WORK ORDER :: Please repeat, from the entries that follow, the lines from the one containing "Drop one point per instance of the woman's right" through the one containing "Drop one point per instance of the green banner." exactly, adding nothing.

GIVEN DATA ::
[Start of section]

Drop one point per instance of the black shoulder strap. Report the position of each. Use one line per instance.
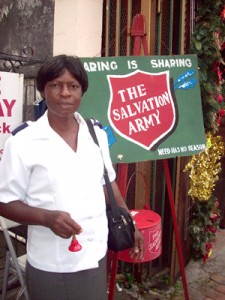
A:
(112, 200)
(92, 131)
(19, 128)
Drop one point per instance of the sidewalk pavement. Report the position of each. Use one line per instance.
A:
(206, 281)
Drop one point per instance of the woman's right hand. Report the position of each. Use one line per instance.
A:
(61, 224)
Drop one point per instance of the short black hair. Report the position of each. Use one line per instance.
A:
(55, 67)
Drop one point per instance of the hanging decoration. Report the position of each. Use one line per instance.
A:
(208, 43)
(204, 168)
(205, 222)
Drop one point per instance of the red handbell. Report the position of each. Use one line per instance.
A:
(74, 245)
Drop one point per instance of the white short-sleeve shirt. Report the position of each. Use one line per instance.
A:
(39, 168)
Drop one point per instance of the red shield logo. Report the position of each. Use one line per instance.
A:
(141, 108)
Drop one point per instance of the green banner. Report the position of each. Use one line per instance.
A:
(150, 106)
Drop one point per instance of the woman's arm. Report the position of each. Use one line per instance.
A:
(59, 222)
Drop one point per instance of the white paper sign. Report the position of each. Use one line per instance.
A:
(11, 104)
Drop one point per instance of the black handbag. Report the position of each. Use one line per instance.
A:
(120, 223)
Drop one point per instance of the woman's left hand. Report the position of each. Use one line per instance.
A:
(137, 252)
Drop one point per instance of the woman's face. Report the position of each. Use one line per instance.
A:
(63, 95)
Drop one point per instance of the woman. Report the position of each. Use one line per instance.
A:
(53, 181)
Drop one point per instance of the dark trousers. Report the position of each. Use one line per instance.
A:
(83, 285)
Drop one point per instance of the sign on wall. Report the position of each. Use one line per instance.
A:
(150, 106)
(11, 104)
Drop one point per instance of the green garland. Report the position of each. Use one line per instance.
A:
(208, 43)
(205, 222)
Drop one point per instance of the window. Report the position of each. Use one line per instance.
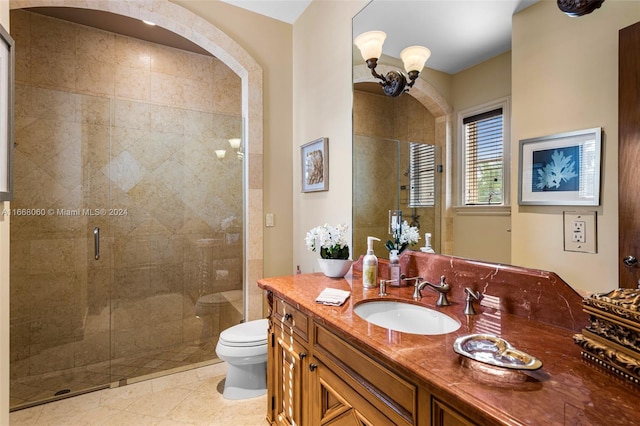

[End of section]

ANSWER SECTION ::
Drop one point per instance of the woman's right hand. Report the position of each. Use one line per instance.
A:
(61, 224)
Drop one point per instance of the short black hair. Report the position of each. Use one line per instance.
A:
(55, 67)
Drop one point per instance of the hanging decoration. Report the position of each. Use one line per instance.
A:
(208, 43)
(204, 168)
(205, 222)
Drop one point per instance of the red handbell. Report the position of each. Use one line per instance.
A:
(74, 245)
Drop one point per instance of the white short-sleeve shirt. Report the position of each. Use one line per instance.
A:
(39, 168)
Drop one point per instance of the red shield logo. Report the position of each. Use one line per instance.
A:
(141, 108)
Drop one point per instance of the green banner. Report the position of each. Use one line per instance.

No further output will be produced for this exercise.